◆ **Stated task**
Reproduce all of the material below verbatim, line for line, omitting the pictures from your output.

◆ **Material for the task**

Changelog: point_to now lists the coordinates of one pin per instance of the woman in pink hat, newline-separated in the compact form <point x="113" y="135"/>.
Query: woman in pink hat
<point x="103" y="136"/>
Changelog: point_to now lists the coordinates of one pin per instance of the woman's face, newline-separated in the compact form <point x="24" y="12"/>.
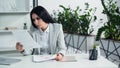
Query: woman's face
<point x="38" y="21"/>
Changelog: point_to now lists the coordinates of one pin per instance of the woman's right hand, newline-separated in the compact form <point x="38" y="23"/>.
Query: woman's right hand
<point x="19" y="47"/>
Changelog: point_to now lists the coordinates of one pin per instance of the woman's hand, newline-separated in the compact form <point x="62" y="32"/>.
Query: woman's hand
<point x="19" y="47"/>
<point x="59" y="57"/>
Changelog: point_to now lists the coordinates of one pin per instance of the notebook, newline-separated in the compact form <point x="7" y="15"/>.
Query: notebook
<point x="8" y="61"/>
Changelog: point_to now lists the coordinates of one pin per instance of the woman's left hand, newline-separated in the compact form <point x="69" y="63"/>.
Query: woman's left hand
<point x="59" y="57"/>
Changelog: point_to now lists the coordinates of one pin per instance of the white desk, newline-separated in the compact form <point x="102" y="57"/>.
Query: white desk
<point x="82" y="62"/>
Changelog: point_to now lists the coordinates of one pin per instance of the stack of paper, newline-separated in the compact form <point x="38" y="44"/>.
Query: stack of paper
<point x="42" y="58"/>
<point x="8" y="61"/>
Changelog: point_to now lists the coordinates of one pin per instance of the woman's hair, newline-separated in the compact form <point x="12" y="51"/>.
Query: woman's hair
<point x="42" y="13"/>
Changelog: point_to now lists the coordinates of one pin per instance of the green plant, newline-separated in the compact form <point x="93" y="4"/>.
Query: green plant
<point x="111" y="28"/>
<point x="68" y="18"/>
<point x="74" y="22"/>
<point x="86" y="19"/>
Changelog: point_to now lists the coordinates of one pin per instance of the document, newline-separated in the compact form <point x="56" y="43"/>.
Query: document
<point x="43" y="58"/>
<point x="8" y="61"/>
<point x="69" y="59"/>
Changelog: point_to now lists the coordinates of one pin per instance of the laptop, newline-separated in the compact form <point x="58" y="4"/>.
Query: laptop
<point x="7" y="41"/>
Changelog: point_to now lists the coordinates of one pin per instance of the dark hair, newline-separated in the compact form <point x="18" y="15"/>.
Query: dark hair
<point x="42" y="13"/>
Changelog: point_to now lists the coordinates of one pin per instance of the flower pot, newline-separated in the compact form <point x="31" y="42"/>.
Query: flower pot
<point x="93" y="54"/>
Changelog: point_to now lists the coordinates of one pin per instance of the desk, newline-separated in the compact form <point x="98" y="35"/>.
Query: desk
<point x="82" y="62"/>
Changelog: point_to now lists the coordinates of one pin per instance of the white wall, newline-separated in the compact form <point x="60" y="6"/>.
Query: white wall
<point x="51" y="5"/>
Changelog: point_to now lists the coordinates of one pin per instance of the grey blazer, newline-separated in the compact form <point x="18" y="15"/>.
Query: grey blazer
<point x="56" y="39"/>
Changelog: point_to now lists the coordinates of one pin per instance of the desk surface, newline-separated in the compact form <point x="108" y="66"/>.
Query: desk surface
<point x="82" y="62"/>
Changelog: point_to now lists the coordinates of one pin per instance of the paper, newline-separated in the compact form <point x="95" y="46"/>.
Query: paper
<point x="8" y="61"/>
<point x="43" y="58"/>
<point x="69" y="59"/>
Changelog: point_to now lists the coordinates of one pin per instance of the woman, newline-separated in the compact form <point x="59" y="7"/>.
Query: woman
<point x="48" y="34"/>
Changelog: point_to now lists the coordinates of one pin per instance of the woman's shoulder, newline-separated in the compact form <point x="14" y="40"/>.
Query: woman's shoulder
<point x="56" y="25"/>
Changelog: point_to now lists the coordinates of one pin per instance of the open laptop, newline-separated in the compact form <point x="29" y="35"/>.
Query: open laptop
<point x="7" y="40"/>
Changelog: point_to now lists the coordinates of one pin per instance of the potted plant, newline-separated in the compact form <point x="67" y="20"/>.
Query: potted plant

◆ **Completed task**
Changelog: point_to now lists the coordinates of one pin per instance of the woman in pink hat, newline-separated in the compact form <point x="113" y="135"/>.
Query: woman in pink hat
<point x="103" y="136"/>
Changelog: point_to now lists the coordinates of one pin per instance of the woman's face, newline-separated in the compact form <point x="24" y="12"/>.
Query: woman's face
<point x="38" y="21"/>
Changelog: point_to now lists the coordinates of one pin per instance of the woman's right hand, newline-separated in the compact form <point x="38" y="23"/>.
Query: woman's right hand
<point x="19" y="47"/>
Changelog: point_to now lists the coordinates of one pin per instance of the woman's hand, newline-separated in the compact form <point x="62" y="32"/>.
Query: woman's hand
<point x="19" y="47"/>
<point x="59" y="57"/>
Changelog: point_to now lists the coordinates of one pin per instance of the notebook, newline-separated in the compact form <point x="7" y="15"/>.
Query: notebook
<point x="8" y="61"/>
Changelog: point_to now lists the coordinates of one pin per instance of the woman's left hand, newline-separated in the compact form <point x="69" y="63"/>.
Query: woman's left hand
<point x="59" y="57"/>
Changelog: point_to now lists the coordinates of one pin per instance of the white desk, newline-separated in the compact form <point x="102" y="57"/>.
Query: white desk
<point x="82" y="62"/>
Changelog: point_to now lists the coordinates of one pin per instance of the stack of paper, newline-separated in the compact form <point x="38" y="44"/>.
Query: stack of paper
<point x="42" y="58"/>
<point x="8" y="61"/>
Changelog: point_to now lists the coordinates of one pin per instance of the woman's hair, newline-separated in the compact form <point x="12" y="51"/>.
Query: woman's hair
<point x="42" y="13"/>
Changelog: point_to now lists the coordinates of one pin per instance of the green plant, newline-separated in the compact form <point x="93" y="4"/>.
Query: green plant
<point x="111" y="28"/>
<point x="68" y="18"/>
<point x="74" y="22"/>
<point x="86" y="19"/>
Changelog: point_to now lists the coordinates of one pin per instance of the document, newline-separated in the compact form <point x="56" y="43"/>.
Query: document
<point x="43" y="58"/>
<point x="8" y="61"/>
<point x="69" y="59"/>
Changelog: point_to now lists the coordinates of one pin per instance of the laptop, newline-separated in the compact form <point x="58" y="4"/>.
Query: laptop
<point x="7" y="41"/>
Changelog: point_to now lists the coordinates of one pin per instance of the dark hair, newline-separated in the compact form <point x="18" y="15"/>.
Query: dark hair
<point x="42" y="13"/>
Changelog: point_to now lists the coordinates of one pin per instance of the flower pot, newline-separated in the compact form <point x="31" y="42"/>.
Query: flower pot
<point x="93" y="54"/>
Changelog: point_to now lists the coordinates of one pin per instance of the desk, newline-separated in the compact form <point x="98" y="35"/>.
Query: desk
<point x="82" y="62"/>
Changelog: point_to now lists the coordinates of one pin per instance of the white wall, newline-separated in the compact form <point x="60" y="6"/>.
Query: white wall
<point x="51" y="5"/>
Changelog: point_to now lists the coordinates of one pin per instance of the grey blazer, newline-separated in the compact form <point x="18" y="15"/>.
Query: grey blazer
<point x="56" y="39"/>
Changelog: point_to now lists the coordinates of one pin per instance of the desk surface, newline-separated in the compact form <point x="108" y="66"/>.
Query: desk surface
<point x="82" y="62"/>
Changelog: point_to now lists the coordinates of one pin per instance of the paper, newline-separated in the compact form <point x="95" y="46"/>.
Query: paper
<point x="8" y="61"/>
<point x="43" y="58"/>
<point x="69" y="59"/>
Changelog: point_to now lists the coordinates of one pin per instance of the woman, newline-separated in the compact form <point x="59" y="7"/>.
Query: woman
<point x="48" y="34"/>
Changelog: point_to now lists the coordinates of one pin per instance of the woman's shoulder, newline-separated in the compact form <point x="14" y="40"/>.
Query: woman's shoulder
<point x="56" y="25"/>
Changelog: point_to now lists the coordinates of one pin per instance of the open laptop, newline-separated in the compact form <point x="29" y="35"/>.
Query: open laptop
<point x="7" y="40"/>
Changelog: point_to now lists the coordinates of one pin per instance of the potted plant, newline-separated in the compact form <point x="67" y="20"/>.
Query: potted plant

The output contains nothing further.